**Work request:** Continue the excerpt on analyzing visitor reviews of an Anglican cathedral, picking up from its final line.

(Text excerpt begins)

PRELIMINARY RESULTS 

As part of our ongoing investigations, we are working with heritage sites in England and France to analyse visitor interactions using NLP techniques. For this paper, we consider the case study of an Anglican Cathedral in England. A total of 2293 unsolicited textual visitor reviews were collected from TripAdvisor (November 2002 to February 2019). In addition to reviews, a review date and a visitor rating (1-5) were also obtained. Figure 1 shows the rating distribution for the dataset.

Figure 1: Rating Distribution

We have observed that datasets for religious heritage sites such as cathedrals tend to be biased towards higher visitor ratings. To investigate these ratings further we conducted a review-level sentiment analysis to determine a polarity score for each review (-1.0 to 1.0).

Figure 2: Histogram of Sentiment Polarity

The polarity distribution (Figure 2) provides an alternative analytical perspective that suggests that the sentiment within the natural language corroborates the bias in the rating. However, further analysis of the correlation between rating and sentiment polarity (Figure 3) reveals some negative sentiment across all ratings. We suggest that it is this feedback which is most beneficial to cultural heritage sites who are pursuing exceptional experiences for their visitors.

Figure 3: Strong Positive Correlation: Ratings and Sentiment Polarity

It is difficult, however, to determine the specificity of the outliers without drilling down into the dataset. To facilitate this analysis we constructed a schema comprised of six core categories that represent experience interactions, price and external elements:

  • Site Offerings: Refers to overall site space and premises, in association with physical content (such as art and artefacts) and abstract details (such as site aesthetics).
  • Interpretation Offerings: Refers to tools or sources available at a heritage site to aid in understanding of the cultural offerings. This includes digital and non-digital interpretation tools such as audio guides, instruction manuals etc.
  • Supporting Services: Refers to services and provisions available at a heritage site to aid in understanding of the cultural offerings. This includes tourist interaction points, and provisions for disabled visitors, parking, communication and subsistence/recreation.
  • Staff: Refers to mediation and non-mediation site personnel such as tour guides, volunteers etc.
  • Price: Refers to service or product pricing options available at a heritage site, such as discounts, incentives, ticket costs etc.

(Text excerpt ends)
(Extracted data begins)

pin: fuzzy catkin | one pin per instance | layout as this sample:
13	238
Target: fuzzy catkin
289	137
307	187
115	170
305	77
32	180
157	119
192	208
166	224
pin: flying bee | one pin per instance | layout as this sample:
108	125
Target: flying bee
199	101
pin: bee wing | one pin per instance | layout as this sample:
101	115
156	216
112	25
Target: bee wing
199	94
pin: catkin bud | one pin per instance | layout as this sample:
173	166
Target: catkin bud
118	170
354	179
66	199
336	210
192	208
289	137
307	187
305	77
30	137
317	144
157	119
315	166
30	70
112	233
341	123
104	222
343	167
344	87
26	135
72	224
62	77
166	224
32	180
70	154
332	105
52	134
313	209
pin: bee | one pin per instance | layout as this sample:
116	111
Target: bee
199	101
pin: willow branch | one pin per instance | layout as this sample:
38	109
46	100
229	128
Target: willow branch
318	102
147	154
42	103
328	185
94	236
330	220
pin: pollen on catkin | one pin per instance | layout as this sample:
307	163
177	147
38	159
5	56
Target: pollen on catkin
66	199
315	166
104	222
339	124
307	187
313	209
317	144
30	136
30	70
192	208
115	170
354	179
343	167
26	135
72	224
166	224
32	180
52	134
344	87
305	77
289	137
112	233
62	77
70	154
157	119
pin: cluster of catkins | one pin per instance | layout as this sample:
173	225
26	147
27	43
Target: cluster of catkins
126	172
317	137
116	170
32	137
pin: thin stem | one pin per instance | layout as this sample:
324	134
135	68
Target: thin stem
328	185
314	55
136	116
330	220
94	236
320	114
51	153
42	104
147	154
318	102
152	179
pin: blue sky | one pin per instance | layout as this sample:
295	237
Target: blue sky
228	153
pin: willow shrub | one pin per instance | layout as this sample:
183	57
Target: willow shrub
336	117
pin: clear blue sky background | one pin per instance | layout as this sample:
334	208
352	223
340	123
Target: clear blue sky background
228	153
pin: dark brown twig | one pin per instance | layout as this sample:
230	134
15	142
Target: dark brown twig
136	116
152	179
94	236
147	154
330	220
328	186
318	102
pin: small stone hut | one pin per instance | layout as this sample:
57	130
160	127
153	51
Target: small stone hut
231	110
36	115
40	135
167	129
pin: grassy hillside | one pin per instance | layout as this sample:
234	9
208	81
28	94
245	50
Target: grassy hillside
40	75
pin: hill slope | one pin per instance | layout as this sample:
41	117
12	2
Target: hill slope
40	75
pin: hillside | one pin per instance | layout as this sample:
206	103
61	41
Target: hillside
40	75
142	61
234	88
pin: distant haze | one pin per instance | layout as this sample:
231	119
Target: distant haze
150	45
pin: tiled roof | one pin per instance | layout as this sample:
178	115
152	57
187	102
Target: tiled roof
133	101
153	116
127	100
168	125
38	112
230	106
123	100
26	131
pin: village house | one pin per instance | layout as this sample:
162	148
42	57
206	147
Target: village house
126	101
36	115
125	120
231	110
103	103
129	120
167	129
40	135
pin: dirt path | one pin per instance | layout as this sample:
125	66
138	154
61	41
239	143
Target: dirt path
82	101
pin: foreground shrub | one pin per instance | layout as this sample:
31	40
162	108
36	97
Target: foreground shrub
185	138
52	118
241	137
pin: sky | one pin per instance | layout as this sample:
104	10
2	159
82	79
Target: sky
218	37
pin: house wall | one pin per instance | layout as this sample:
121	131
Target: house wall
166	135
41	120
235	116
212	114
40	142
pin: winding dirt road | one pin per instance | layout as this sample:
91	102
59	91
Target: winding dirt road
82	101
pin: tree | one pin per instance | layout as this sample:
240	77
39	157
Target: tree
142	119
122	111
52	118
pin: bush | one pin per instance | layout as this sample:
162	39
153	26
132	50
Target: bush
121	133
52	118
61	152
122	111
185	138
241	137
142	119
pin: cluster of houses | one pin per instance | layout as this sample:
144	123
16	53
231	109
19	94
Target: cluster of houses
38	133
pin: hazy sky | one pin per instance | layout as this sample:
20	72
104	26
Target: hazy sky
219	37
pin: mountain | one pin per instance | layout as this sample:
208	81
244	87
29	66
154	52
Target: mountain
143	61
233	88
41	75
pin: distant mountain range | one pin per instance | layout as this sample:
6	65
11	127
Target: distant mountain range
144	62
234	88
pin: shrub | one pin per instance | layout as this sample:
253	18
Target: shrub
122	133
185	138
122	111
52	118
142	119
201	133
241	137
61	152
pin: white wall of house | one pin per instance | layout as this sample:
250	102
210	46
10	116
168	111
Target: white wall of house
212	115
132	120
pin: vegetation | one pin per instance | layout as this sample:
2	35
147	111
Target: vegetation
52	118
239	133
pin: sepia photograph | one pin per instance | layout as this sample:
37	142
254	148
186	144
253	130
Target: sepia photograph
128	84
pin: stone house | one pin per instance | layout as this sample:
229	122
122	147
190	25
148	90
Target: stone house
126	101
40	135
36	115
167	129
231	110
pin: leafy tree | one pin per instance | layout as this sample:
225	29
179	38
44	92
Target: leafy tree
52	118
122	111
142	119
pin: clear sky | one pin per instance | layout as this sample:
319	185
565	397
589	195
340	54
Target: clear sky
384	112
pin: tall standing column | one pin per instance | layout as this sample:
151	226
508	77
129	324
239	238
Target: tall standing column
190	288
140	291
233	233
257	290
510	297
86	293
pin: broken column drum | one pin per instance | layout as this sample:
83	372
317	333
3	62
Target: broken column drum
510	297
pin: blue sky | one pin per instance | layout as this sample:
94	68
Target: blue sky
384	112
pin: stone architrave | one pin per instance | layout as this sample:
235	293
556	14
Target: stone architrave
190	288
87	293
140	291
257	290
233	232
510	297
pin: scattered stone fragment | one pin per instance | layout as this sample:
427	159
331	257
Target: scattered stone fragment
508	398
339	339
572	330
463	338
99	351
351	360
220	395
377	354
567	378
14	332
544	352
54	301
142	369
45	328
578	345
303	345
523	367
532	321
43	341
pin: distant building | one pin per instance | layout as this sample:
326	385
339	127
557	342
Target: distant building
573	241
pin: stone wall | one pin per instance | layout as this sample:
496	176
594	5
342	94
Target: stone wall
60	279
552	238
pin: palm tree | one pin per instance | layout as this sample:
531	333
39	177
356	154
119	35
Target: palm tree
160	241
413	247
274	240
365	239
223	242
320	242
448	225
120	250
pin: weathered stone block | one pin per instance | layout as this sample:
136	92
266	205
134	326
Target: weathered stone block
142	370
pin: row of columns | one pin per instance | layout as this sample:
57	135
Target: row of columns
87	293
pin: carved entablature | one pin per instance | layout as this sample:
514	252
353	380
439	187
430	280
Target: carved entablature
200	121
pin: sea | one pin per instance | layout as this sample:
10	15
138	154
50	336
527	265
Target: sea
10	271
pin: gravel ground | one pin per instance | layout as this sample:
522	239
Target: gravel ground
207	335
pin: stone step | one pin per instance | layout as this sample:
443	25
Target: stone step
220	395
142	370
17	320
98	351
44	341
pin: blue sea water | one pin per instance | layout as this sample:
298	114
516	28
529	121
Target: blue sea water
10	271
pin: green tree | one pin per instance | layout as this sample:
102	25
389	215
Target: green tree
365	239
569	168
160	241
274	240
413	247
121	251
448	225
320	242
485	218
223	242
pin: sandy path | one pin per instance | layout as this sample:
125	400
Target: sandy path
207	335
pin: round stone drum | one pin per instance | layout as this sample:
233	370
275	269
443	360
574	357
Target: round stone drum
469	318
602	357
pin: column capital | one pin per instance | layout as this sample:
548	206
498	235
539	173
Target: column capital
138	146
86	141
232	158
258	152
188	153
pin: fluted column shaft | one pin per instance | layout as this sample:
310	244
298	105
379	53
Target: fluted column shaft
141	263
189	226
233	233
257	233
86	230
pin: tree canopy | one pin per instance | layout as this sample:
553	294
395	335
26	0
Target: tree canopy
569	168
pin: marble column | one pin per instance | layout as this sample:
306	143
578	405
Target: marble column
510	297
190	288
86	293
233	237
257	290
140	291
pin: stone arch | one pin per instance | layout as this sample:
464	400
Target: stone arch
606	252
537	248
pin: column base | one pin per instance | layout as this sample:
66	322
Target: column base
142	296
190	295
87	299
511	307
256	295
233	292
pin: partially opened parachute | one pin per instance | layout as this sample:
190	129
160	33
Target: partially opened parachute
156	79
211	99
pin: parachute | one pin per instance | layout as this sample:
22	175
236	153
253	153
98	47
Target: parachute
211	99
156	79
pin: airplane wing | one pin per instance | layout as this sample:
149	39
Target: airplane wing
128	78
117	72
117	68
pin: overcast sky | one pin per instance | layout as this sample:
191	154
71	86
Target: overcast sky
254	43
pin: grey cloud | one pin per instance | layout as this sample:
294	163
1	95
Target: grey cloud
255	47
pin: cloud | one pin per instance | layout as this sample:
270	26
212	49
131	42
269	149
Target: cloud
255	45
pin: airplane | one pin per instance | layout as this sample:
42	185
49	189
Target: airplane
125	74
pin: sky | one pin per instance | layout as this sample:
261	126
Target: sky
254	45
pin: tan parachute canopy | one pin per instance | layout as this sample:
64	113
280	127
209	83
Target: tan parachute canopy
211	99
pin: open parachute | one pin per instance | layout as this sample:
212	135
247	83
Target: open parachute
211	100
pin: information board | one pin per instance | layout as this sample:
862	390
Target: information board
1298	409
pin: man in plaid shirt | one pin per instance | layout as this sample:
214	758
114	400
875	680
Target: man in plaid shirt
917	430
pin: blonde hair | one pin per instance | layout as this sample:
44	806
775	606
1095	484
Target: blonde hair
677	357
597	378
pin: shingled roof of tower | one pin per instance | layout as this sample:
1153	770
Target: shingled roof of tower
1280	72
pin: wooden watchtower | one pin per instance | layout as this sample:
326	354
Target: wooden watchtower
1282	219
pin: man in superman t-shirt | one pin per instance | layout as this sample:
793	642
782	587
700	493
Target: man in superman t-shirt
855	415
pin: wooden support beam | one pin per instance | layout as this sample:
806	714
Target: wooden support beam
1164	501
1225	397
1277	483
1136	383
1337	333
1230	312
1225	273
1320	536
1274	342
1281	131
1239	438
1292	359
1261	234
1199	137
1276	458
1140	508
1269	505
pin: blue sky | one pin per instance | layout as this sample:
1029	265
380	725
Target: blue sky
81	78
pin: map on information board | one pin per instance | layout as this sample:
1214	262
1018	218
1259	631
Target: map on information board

(Extracted data ends)

**Result for this exercise:**
  • External Elements: Refers to elements independent of the site offering that have an impact on the visitor’s experience. This includes elements such as external climate, site upkeep, transportation facilities etc.

Using text mining and analytics, we identified 2673 unique textual concepts to determine a concept library. A frequency distribution indicating the instances of these concepts within each category is shown in Figure 4.

Figure 4: Frequency Distribution of Key Categories

Additionally, we conducted an aspect-level sentiment analysis with regards to the key categories of the domain-specific schema (Figure 5). During our preliminary investigation, we discovered that visitors expressed a negative sentiment regarding ‘price’ (service costs of the cathedral). Furthermore, the analysis revealed that of the 28.61% reviews with instances referring to the ‘staff’ category, 10.06% represented disquiet with staff attitude and behaviour. The schema, and associated aspectlevel sentiment, provides a useful approach to determine improvement opportunities independent of standard rating systems that obfuscate this detail.

Figure 5: Sentiment Distribution of Key Categories

CONCLUSIONS

The dramatic rise in visitor feedback presents opportunities to understand experience interactions of visitors. The proposed NLP approach reveals insights that are obscured by standard rating systems. A domain-specific schema has been created to permit aspect-level sentiment analysis to reveal these visitor insights. The proposed approach may be used for detailed evaluation of visitor feedback and inter-site comparison with respect to visitor experiences.